Dataset excerpts on object pointing

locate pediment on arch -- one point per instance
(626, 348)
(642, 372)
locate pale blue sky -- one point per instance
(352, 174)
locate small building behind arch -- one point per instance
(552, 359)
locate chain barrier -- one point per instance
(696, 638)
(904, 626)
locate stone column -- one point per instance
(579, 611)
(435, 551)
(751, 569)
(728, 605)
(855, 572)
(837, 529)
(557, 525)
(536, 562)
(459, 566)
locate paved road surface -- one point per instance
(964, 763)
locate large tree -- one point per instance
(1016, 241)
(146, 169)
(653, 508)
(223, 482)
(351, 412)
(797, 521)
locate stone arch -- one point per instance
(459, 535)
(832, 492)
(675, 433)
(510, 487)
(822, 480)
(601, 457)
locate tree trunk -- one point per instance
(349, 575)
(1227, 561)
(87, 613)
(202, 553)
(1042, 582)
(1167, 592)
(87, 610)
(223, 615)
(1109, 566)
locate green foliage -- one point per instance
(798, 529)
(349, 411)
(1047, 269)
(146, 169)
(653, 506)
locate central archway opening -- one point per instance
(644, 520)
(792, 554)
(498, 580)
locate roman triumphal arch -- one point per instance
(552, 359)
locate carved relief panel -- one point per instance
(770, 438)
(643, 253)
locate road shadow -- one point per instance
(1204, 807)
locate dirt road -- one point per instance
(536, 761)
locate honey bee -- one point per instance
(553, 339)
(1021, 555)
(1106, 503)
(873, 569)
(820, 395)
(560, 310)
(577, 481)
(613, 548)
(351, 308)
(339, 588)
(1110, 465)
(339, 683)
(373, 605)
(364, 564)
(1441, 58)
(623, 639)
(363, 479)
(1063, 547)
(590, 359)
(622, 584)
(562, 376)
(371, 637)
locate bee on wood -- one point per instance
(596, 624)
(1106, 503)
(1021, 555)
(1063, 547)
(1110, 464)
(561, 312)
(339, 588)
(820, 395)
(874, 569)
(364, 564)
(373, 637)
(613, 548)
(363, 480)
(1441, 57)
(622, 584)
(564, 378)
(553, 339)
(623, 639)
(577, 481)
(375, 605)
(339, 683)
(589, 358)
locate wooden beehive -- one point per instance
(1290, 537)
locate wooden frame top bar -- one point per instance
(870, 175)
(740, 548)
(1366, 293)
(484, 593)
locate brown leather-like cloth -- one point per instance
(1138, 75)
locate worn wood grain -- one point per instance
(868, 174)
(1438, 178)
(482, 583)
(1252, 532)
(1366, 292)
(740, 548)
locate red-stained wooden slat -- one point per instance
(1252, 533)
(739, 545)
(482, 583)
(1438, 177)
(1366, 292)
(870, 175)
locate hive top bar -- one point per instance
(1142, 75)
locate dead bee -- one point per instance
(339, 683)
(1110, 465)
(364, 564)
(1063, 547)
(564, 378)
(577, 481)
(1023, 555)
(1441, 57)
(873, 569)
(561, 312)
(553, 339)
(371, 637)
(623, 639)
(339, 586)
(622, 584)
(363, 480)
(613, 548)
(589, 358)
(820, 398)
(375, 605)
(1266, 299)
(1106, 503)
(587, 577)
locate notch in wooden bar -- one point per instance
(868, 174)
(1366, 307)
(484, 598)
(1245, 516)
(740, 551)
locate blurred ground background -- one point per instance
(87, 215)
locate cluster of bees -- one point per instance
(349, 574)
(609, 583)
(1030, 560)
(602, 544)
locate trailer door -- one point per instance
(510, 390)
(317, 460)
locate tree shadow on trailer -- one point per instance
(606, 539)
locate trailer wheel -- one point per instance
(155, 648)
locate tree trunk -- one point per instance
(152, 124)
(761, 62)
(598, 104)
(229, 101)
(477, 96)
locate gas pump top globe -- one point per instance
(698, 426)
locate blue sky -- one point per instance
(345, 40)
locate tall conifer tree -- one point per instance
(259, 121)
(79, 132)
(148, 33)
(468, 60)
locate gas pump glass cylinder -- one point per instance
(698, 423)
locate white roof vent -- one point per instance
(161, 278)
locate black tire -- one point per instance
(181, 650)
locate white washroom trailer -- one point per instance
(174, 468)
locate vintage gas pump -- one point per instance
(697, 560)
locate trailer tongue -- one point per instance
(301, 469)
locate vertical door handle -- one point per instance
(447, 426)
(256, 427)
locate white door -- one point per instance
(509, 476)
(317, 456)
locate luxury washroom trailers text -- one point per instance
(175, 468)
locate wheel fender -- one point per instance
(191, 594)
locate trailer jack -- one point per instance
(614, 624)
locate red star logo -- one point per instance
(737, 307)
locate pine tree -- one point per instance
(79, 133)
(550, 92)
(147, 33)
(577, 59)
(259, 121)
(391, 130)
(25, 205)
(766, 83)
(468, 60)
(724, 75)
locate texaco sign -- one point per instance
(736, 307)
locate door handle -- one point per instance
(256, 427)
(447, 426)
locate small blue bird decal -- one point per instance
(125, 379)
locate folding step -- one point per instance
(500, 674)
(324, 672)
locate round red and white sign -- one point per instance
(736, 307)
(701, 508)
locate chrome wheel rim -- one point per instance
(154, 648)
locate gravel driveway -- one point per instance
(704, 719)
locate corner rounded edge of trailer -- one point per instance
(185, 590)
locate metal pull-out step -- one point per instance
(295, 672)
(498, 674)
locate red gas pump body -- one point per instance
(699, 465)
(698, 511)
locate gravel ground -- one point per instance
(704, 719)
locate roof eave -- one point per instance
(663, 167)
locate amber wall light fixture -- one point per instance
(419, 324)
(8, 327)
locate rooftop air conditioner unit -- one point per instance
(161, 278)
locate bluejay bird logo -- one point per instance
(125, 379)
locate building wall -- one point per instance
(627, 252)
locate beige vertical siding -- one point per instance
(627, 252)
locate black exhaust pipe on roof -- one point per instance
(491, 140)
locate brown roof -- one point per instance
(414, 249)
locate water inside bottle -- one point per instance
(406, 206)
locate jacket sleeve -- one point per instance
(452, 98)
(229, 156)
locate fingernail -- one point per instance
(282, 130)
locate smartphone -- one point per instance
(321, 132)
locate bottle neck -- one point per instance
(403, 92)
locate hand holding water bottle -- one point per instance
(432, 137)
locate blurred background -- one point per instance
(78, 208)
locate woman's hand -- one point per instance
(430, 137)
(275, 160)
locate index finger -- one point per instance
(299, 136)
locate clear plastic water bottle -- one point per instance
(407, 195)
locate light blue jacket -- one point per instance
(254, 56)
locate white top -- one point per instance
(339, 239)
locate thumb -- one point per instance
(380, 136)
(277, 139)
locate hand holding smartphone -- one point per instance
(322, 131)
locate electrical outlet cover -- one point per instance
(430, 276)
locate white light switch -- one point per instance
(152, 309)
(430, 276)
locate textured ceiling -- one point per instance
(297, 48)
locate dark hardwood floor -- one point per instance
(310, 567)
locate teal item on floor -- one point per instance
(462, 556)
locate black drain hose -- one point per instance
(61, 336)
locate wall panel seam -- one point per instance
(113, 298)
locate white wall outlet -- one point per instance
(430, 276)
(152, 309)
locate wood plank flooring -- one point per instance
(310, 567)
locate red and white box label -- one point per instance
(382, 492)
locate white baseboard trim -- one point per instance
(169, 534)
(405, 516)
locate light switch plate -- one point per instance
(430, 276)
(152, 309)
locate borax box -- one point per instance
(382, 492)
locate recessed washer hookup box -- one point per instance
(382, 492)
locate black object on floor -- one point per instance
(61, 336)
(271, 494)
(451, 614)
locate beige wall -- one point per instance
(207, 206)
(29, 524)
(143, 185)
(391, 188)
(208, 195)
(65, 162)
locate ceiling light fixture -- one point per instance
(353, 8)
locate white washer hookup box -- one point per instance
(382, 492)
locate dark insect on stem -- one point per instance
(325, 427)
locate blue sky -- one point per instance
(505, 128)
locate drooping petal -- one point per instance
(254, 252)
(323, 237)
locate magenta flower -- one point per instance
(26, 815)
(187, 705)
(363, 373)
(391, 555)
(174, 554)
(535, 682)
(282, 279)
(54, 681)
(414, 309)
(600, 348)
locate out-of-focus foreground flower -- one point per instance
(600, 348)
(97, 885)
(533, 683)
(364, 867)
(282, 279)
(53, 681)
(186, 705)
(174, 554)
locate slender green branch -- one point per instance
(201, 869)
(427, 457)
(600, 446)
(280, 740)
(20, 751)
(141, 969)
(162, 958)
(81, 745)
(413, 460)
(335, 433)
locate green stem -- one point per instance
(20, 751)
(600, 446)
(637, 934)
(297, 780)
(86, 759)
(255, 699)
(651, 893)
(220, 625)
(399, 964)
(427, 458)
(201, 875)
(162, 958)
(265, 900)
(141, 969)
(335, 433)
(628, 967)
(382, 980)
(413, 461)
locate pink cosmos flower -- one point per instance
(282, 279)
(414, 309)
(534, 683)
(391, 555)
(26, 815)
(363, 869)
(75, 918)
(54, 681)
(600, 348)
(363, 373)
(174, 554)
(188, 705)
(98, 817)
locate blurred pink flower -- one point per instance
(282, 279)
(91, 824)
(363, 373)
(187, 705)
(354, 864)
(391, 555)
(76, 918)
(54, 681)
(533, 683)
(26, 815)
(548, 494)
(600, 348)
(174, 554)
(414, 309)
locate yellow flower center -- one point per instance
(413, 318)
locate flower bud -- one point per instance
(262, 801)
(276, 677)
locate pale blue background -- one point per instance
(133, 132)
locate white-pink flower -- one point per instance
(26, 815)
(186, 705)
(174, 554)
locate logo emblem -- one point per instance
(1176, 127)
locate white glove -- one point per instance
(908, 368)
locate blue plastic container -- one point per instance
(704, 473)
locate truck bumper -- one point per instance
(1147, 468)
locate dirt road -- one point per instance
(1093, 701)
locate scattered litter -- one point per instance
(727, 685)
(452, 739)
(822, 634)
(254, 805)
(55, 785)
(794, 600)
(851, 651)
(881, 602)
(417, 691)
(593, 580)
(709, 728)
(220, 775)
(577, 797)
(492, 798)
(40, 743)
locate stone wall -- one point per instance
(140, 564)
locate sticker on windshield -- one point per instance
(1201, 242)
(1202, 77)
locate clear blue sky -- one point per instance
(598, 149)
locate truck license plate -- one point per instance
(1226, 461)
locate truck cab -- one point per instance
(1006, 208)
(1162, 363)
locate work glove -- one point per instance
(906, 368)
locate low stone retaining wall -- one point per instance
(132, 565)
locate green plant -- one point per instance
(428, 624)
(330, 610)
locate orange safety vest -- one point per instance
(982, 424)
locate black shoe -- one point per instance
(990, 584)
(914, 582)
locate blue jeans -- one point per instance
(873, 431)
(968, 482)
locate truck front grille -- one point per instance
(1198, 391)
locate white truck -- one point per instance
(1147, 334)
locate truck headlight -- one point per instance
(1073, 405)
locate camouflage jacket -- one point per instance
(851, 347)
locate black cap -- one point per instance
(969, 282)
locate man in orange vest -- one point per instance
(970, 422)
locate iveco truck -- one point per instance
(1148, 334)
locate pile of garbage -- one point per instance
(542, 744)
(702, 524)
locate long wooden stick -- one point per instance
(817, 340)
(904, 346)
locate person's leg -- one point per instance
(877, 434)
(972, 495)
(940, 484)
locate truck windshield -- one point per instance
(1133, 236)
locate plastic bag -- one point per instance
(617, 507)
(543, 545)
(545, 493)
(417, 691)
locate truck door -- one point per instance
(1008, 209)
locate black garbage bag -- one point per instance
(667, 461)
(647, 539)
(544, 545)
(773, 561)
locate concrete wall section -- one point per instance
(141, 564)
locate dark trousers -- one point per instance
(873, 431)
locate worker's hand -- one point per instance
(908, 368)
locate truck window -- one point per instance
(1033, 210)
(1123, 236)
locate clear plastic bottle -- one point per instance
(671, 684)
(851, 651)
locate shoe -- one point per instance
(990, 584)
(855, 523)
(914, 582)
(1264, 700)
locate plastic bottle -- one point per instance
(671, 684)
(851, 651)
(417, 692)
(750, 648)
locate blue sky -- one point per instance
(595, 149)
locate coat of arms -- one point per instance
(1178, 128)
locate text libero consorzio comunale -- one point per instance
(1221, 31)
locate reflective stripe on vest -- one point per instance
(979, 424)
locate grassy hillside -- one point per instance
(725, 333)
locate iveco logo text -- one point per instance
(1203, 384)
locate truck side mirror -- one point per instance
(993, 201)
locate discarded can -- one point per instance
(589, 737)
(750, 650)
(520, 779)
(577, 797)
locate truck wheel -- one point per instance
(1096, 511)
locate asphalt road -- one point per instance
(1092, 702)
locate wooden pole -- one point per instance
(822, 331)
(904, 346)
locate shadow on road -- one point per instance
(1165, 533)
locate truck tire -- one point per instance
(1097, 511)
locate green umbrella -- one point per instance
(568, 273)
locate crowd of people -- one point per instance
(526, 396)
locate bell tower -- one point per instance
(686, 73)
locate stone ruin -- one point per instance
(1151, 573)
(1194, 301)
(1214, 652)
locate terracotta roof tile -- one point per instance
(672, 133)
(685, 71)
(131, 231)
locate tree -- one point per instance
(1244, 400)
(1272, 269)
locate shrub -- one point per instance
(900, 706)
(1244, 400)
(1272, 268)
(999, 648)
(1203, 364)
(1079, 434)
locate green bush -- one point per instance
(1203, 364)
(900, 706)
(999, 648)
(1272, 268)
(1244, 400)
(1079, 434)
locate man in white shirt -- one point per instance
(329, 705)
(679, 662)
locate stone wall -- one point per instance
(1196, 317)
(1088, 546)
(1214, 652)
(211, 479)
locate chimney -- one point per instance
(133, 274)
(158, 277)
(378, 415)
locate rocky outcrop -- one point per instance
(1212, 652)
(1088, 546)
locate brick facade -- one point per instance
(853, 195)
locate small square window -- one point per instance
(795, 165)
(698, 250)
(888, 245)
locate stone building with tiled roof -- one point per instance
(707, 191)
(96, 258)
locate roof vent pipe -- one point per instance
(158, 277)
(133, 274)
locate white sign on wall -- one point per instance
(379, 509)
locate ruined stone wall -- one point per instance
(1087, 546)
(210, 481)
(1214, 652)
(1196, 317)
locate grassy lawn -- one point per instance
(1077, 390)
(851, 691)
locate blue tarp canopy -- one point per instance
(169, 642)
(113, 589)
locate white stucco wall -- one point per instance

▶ **WHAT THE TASK REQUIRES**
Convert the part of the listing that opens with the line containing "locate white truck -- one point per instance" and closes with the line containing "(1178, 128)" into a JSON list of strings, one string per line with blank lines left out.

▶ **TASK ANSWER**
[
  "locate white truck -- one point per instance",
  "(1147, 334)",
  "locate truck headlight -- one point per instance",
  "(1073, 405)",
  "locate camouflage jacket -- one point per instance",
  "(851, 347)",
  "locate black cap -- one point per instance",
  "(969, 282)",
  "locate man in orange vest -- one point per instance",
  "(970, 422)",
  "locate iveco truck -- one point per instance",
  "(1148, 334)",
  "locate pile of garbage -- one point per instance",
  "(542, 744)",
  "(702, 524)",
  "locate long wooden stick -- one point per instance",
  "(817, 340)",
  "(904, 346)",
  "locate person's leg -- one point per instance",
  "(877, 434)",
  "(972, 495)",
  "(940, 484)",
  "locate truck windshield -- one point per instance",
  "(1133, 236)",
  "locate plastic bag -- one point per instance",
  "(617, 507)",
  "(543, 545)",
  "(545, 493)",
  "(417, 691)",
  "locate truck door -- one point per instance",
  "(1008, 209)",
  "locate black garbage bag -- one point per instance",
  "(667, 461)",
  "(647, 539)",
  "(544, 545)",
  "(773, 561)",
  "locate concrete wall section -- one point per instance",
  "(141, 564)",
  "locate dark trousers -- one point per instance",
  "(873, 431)",
  "locate worker's hand -- one point per instance",
  "(908, 368)",
  "locate truck window -- one point per instance",
  "(1033, 210)",
  "(1123, 236)",
  "locate clear plastic bottle -- one point per instance",
  "(671, 684)",
  "(851, 651)",
  "locate shoe -- one point per instance",
  "(990, 584)",
  "(855, 523)",
  "(914, 582)",
  "(1264, 700)",
  "locate plastic bottle -- one point per instance",
  "(671, 684)",
  "(851, 651)",
  "(417, 692)",
  "(750, 648)",
  "locate blue sky -- one point per instance",
  "(595, 149)",
  "locate coat of arms -- one point per instance",
  "(1178, 128)"
]